[[ RECORDS TO USE open ]]

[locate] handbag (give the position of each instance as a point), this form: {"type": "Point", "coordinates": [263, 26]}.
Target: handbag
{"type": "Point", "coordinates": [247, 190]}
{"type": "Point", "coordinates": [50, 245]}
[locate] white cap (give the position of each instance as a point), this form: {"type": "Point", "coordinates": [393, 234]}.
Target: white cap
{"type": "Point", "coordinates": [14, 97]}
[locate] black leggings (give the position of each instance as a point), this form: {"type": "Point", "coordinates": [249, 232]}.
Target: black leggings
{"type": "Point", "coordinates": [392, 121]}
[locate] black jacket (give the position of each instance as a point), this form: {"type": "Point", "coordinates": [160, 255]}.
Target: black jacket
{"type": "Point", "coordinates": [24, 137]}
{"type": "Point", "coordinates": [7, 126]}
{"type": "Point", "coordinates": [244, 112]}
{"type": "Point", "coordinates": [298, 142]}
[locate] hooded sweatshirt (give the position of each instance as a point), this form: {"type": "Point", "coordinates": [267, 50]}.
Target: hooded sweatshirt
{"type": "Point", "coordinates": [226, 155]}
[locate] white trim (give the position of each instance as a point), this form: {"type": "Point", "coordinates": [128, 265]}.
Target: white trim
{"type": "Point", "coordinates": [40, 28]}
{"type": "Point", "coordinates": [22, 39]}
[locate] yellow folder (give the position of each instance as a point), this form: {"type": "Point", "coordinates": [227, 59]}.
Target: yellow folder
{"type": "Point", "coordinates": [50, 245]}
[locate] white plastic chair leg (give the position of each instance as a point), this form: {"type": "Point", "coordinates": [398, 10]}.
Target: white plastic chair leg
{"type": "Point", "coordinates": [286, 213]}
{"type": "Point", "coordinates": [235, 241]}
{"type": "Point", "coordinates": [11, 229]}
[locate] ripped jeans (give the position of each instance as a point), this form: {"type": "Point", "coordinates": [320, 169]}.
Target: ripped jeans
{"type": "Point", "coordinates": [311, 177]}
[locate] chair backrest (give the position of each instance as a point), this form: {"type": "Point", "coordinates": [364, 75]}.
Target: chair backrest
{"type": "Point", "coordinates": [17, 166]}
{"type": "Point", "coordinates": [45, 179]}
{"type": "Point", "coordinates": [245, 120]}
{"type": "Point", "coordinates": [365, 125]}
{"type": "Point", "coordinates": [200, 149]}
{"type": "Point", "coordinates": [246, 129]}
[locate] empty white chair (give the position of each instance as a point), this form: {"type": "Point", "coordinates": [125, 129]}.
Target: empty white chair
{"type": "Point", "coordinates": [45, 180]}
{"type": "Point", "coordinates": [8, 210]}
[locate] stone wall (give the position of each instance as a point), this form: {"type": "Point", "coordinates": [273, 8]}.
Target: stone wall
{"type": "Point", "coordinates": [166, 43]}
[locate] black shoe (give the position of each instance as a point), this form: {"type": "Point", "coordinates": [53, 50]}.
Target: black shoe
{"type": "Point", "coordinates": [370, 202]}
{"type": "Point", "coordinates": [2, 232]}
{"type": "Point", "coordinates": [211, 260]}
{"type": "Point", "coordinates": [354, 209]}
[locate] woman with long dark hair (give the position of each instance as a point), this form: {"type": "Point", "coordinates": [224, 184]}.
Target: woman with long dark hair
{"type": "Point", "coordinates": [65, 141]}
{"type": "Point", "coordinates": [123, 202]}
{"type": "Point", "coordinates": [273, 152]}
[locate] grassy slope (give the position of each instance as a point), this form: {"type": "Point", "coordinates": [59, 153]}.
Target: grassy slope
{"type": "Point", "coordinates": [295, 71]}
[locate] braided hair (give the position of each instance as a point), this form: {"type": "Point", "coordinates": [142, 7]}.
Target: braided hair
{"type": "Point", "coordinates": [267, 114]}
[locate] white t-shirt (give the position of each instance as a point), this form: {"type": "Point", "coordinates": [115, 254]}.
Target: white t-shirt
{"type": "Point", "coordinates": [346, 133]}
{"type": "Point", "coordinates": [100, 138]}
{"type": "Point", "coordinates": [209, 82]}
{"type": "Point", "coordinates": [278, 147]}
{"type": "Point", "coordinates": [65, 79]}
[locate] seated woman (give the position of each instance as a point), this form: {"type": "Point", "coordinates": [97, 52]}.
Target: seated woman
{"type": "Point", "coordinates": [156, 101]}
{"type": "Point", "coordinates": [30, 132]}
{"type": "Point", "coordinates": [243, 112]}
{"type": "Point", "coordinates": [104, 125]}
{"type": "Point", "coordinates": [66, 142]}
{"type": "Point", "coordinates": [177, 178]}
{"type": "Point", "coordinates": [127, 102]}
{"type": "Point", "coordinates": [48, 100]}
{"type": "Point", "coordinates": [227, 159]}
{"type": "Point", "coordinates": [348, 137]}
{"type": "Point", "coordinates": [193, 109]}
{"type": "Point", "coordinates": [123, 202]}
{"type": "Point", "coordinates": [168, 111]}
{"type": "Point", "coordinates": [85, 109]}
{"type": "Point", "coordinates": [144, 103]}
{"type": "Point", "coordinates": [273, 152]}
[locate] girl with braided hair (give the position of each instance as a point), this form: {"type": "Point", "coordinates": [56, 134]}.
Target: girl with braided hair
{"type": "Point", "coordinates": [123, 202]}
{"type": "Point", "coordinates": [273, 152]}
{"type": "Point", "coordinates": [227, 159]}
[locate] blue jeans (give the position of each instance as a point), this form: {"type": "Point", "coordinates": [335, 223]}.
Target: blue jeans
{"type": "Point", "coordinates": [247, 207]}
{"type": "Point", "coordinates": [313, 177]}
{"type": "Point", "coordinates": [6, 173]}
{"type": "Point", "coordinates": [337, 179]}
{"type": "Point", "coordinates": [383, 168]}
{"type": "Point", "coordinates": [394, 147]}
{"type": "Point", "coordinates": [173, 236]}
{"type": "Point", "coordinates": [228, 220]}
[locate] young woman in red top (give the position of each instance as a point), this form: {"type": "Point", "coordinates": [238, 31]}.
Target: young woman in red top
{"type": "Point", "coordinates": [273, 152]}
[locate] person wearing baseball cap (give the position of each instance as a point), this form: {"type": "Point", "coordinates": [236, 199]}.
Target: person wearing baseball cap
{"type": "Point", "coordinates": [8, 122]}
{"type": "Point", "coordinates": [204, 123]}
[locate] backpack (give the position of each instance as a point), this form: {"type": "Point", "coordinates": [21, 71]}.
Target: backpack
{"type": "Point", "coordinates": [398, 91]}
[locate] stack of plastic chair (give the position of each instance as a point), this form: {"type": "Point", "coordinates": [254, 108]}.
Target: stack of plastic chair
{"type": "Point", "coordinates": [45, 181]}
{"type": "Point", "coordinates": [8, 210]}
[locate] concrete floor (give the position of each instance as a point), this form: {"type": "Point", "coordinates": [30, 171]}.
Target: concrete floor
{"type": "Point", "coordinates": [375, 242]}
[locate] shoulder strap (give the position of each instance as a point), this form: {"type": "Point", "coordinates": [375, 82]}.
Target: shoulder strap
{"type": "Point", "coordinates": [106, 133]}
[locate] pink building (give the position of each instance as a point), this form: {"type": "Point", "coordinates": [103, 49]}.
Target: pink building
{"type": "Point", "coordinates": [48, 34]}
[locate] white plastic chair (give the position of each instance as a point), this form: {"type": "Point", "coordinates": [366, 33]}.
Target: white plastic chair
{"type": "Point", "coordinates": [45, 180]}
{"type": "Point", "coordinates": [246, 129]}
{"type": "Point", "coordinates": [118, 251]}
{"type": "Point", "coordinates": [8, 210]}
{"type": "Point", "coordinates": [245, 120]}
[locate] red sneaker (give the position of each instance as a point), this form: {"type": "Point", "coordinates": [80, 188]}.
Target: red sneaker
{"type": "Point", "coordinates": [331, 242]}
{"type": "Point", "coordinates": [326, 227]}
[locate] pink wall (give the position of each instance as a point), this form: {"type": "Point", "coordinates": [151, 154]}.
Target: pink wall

[[ RECORDS TO USE closed ]]

WORK REQUIRED:
Return all the lines shown above, word for word.

OUTPUT FOR THIS TASK:
[locate] handbag (give the position of each instance as a point), this form: {"type": "Point", "coordinates": [263, 26]}.
Target: handbag
{"type": "Point", "coordinates": [247, 190]}
{"type": "Point", "coordinates": [50, 245]}
[locate] white cap (give the position of each instance as a point), this form: {"type": "Point", "coordinates": [393, 234]}.
Target: white cap
{"type": "Point", "coordinates": [14, 97]}
[locate] black leggings (give the position of each instance as a point), this form: {"type": "Point", "coordinates": [249, 232]}.
Target: black leggings
{"type": "Point", "coordinates": [392, 121]}
[locate] black jacket (give the position of each instance as a point), this form: {"type": "Point", "coordinates": [160, 255]}.
Target: black jacket
{"type": "Point", "coordinates": [24, 137]}
{"type": "Point", "coordinates": [7, 126]}
{"type": "Point", "coordinates": [244, 112]}
{"type": "Point", "coordinates": [298, 142]}
[locate] hooded sweatshirt (give the position of each instance as a point), this form: {"type": "Point", "coordinates": [267, 50]}.
Target: hooded sweatshirt
{"type": "Point", "coordinates": [226, 155]}
[locate] white trim (give the position of each instance as a point), this form: {"type": "Point", "coordinates": [128, 265]}.
Target: white trim
{"type": "Point", "coordinates": [40, 28]}
{"type": "Point", "coordinates": [22, 39]}
[locate] yellow folder (give the position of each instance as a point), this form: {"type": "Point", "coordinates": [227, 59]}.
Target: yellow folder
{"type": "Point", "coordinates": [50, 245]}
[locate] white plastic chair leg (give the position of each instance as a point), this form: {"type": "Point", "coordinates": [398, 10]}.
Target: white plastic chair leg
{"type": "Point", "coordinates": [286, 213]}
{"type": "Point", "coordinates": [235, 241]}
{"type": "Point", "coordinates": [11, 229]}
[locate] ripped jeans (give the position of each instance as a point), this form: {"type": "Point", "coordinates": [320, 169]}.
Target: ripped jeans
{"type": "Point", "coordinates": [311, 177]}
[locate] chair backrest (give the position of each instance as a point), this form: {"type": "Point", "coordinates": [364, 75]}.
Target: chair backrest
{"type": "Point", "coordinates": [17, 166]}
{"type": "Point", "coordinates": [45, 179]}
{"type": "Point", "coordinates": [245, 120]}
{"type": "Point", "coordinates": [365, 125]}
{"type": "Point", "coordinates": [200, 149]}
{"type": "Point", "coordinates": [246, 129]}
[locate] empty white chair (give the position of each instance as a point), this form: {"type": "Point", "coordinates": [125, 129]}.
Target: empty white chair
{"type": "Point", "coordinates": [45, 180]}
{"type": "Point", "coordinates": [8, 210]}
[locate] stone wall (give the position of each instance as a point), this form: {"type": "Point", "coordinates": [273, 8]}.
Target: stone wall
{"type": "Point", "coordinates": [166, 43]}
[locate] black shoe (give the position of each instance as a point), this form: {"type": "Point", "coordinates": [53, 50]}.
Target: black shoe
{"type": "Point", "coordinates": [370, 202]}
{"type": "Point", "coordinates": [2, 232]}
{"type": "Point", "coordinates": [211, 260]}
{"type": "Point", "coordinates": [354, 209]}
[locate] woman with long dark hair (give the position of each instance as a point), this form: {"type": "Point", "coordinates": [224, 184]}.
Target: woman with long dark hair
{"type": "Point", "coordinates": [65, 141]}
{"type": "Point", "coordinates": [123, 202]}
{"type": "Point", "coordinates": [273, 152]}
[locate] grassy slope (give the position of each instance as a point), this form: {"type": "Point", "coordinates": [59, 153]}.
Target: grassy slope
{"type": "Point", "coordinates": [295, 71]}
[locate] braided hair (give the position of each instance as a point), this form: {"type": "Point", "coordinates": [142, 7]}.
Target: braided hair
{"type": "Point", "coordinates": [267, 114]}
[locate] white t-shirt (give the position of each instance as a point), this form: {"type": "Point", "coordinates": [115, 254]}.
Target: white t-shirt
{"type": "Point", "coordinates": [346, 133]}
{"type": "Point", "coordinates": [100, 138]}
{"type": "Point", "coordinates": [209, 82]}
{"type": "Point", "coordinates": [278, 147]}
{"type": "Point", "coordinates": [65, 79]}
[locate] seated woman (give the position of each instance as a point), this form: {"type": "Point", "coordinates": [97, 52]}.
Target: seated woman
{"type": "Point", "coordinates": [156, 101]}
{"type": "Point", "coordinates": [30, 132]}
{"type": "Point", "coordinates": [243, 112]}
{"type": "Point", "coordinates": [104, 125]}
{"type": "Point", "coordinates": [66, 142]}
{"type": "Point", "coordinates": [177, 178]}
{"type": "Point", "coordinates": [127, 102]}
{"type": "Point", "coordinates": [48, 100]}
{"type": "Point", "coordinates": [227, 159]}
{"type": "Point", "coordinates": [348, 137]}
{"type": "Point", "coordinates": [193, 109]}
{"type": "Point", "coordinates": [123, 202]}
{"type": "Point", "coordinates": [168, 111]}
{"type": "Point", "coordinates": [85, 109]}
{"type": "Point", "coordinates": [144, 103]}
{"type": "Point", "coordinates": [273, 152]}
[locate] girl with braided hair (give the position of each instance as a point), this form: {"type": "Point", "coordinates": [56, 134]}.
Target: girl with braided hair
{"type": "Point", "coordinates": [123, 202]}
{"type": "Point", "coordinates": [273, 152]}
{"type": "Point", "coordinates": [227, 159]}
[locate] blue jeans (give the position of each instance as a point), this form: {"type": "Point", "coordinates": [335, 223]}.
Target: blue jeans
{"type": "Point", "coordinates": [247, 207]}
{"type": "Point", "coordinates": [313, 177]}
{"type": "Point", "coordinates": [6, 173]}
{"type": "Point", "coordinates": [337, 179]}
{"type": "Point", "coordinates": [383, 168]}
{"type": "Point", "coordinates": [394, 147]}
{"type": "Point", "coordinates": [173, 236]}
{"type": "Point", "coordinates": [228, 220]}
[locate] young woman in red top (give the position of each instance as a point), this form: {"type": "Point", "coordinates": [238, 31]}.
Target: young woman in red top
{"type": "Point", "coordinates": [273, 152]}
[locate] person wearing baseball cap (give the position of each instance as a point), this form: {"type": "Point", "coordinates": [236, 199]}.
Target: person wearing baseball cap
{"type": "Point", "coordinates": [8, 122]}
{"type": "Point", "coordinates": [204, 123]}
[locate] backpack (give the position of each instance as a point), this form: {"type": "Point", "coordinates": [21, 71]}.
Target: backpack
{"type": "Point", "coordinates": [398, 91]}
[locate] stack of plastic chair (give the position of each instance as a point), this form: {"type": "Point", "coordinates": [254, 108]}.
Target: stack of plastic chair
{"type": "Point", "coordinates": [45, 181]}
{"type": "Point", "coordinates": [8, 210]}
[locate] concrete floor (give the position of each instance as a point), this form: {"type": "Point", "coordinates": [30, 171]}.
Target: concrete floor
{"type": "Point", "coordinates": [375, 242]}
[locate] shoulder strap (give the position of each instance as a point), this form: {"type": "Point", "coordinates": [375, 82]}.
Target: shoulder strap
{"type": "Point", "coordinates": [106, 133]}
[locate] pink building (give the position of each instance as a point), this form: {"type": "Point", "coordinates": [103, 49]}.
Target: pink building
{"type": "Point", "coordinates": [48, 34]}
[locate] white plastic chair (give the position of each instance as a point), this form: {"type": "Point", "coordinates": [366, 33]}.
Target: white plastic chair
{"type": "Point", "coordinates": [45, 180]}
{"type": "Point", "coordinates": [246, 129]}
{"type": "Point", "coordinates": [118, 251]}
{"type": "Point", "coordinates": [8, 210]}
{"type": "Point", "coordinates": [245, 120]}
[locate] red sneaker (give the position of each instance as a point), this form: {"type": "Point", "coordinates": [80, 188]}.
Target: red sneaker
{"type": "Point", "coordinates": [331, 242]}
{"type": "Point", "coordinates": [326, 227]}
[locate] pink wall (give the position of each instance as a point), this form: {"type": "Point", "coordinates": [151, 154]}.
Target: pink wall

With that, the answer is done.